Work instructions :: Repeat the material below exactly, line for line.

Records for the task ::
══════════════════════════════
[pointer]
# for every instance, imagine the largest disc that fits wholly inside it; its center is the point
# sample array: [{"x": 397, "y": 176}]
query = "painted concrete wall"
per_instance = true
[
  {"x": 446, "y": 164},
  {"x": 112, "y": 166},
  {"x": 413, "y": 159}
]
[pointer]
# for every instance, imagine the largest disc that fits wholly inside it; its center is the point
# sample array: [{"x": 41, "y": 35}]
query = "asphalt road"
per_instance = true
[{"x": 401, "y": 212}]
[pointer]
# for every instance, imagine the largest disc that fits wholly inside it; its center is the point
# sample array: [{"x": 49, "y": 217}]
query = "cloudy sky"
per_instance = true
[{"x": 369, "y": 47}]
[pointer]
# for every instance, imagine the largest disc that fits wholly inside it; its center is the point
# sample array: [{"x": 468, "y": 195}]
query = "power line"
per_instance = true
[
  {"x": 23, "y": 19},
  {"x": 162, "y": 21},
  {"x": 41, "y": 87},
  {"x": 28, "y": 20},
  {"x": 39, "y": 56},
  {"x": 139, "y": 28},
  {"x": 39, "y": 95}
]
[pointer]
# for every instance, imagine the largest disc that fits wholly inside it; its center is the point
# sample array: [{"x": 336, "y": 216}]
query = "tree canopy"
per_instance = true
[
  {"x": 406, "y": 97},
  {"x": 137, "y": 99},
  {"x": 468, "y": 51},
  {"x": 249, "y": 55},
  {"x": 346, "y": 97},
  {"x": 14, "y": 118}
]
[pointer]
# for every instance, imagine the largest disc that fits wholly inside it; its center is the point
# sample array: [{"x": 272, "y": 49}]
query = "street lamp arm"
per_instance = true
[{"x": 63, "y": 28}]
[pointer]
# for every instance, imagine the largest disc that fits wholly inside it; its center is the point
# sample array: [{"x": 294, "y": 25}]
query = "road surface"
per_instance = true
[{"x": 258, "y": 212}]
══════════════════════════════
Complete response ::
[pointer]
# for every instance, imagine the largest disc that fits wholly inside it; its center is the point
# sample array: [{"x": 397, "y": 176}]
query = "painted concrete wall"
per_instance = true
[
  {"x": 446, "y": 164},
  {"x": 112, "y": 166},
  {"x": 413, "y": 159}
]
[pointer]
# for every instance, imagine the largest disc that fits wholly inside it; its center is the point
# sample array: [{"x": 41, "y": 35}]
query = "asphalt road"
per_instance = true
[{"x": 401, "y": 212}]
[pointer]
# for every instance, imagine the largest disc that fits wholly inside it; its center is the point
# sample array: [{"x": 49, "y": 217}]
query = "cloudy sky"
per_instance = true
[{"x": 369, "y": 47}]
[pointer]
# for every instance, imagine the largest disc that fits wholly inside it; its center is the point
# sample array: [{"x": 468, "y": 195}]
query = "power line"
per_instance = true
[
  {"x": 23, "y": 19},
  {"x": 162, "y": 21},
  {"x": 41, "y": 87},
  {"x": 28, "y": 20},
  {"x": 39, "y": 56},
  {"x": 139, "y": 28},
  {"x": 39, "y": 95}
]
[pointer]
# for every instance, imagine the largest disc that fits wholly inside it; its center is the point
# sample array: [{"x": 336, "y": 216}]
query = "tree canopy"
per_instance = true
[
  {"x": 406, "y": 97},
  {"x": 137, "y": 99},
  {"x": 468, "y": 51},
  {"x": 249, "y": 55},
  {"x": 346, "y": 97},
  {"x": 14, "y": 118}
]
[pointer]
# for every instance, imagine the largest disc that fits wholly inside it; its center is the point
# sample array: [{"x": 272, "y": 49}]
query = "street lamp arm"
per_instance = true
[{"x": 63, "y": 28}]
[pointer]
# for every instance, imagine the largest disc that fits wholly inside it; its center is the point
# sample array: [{"x": 294, "y": 25}]
query = "road surface"
per_instance = true
[{"x": 258, "y": 212}]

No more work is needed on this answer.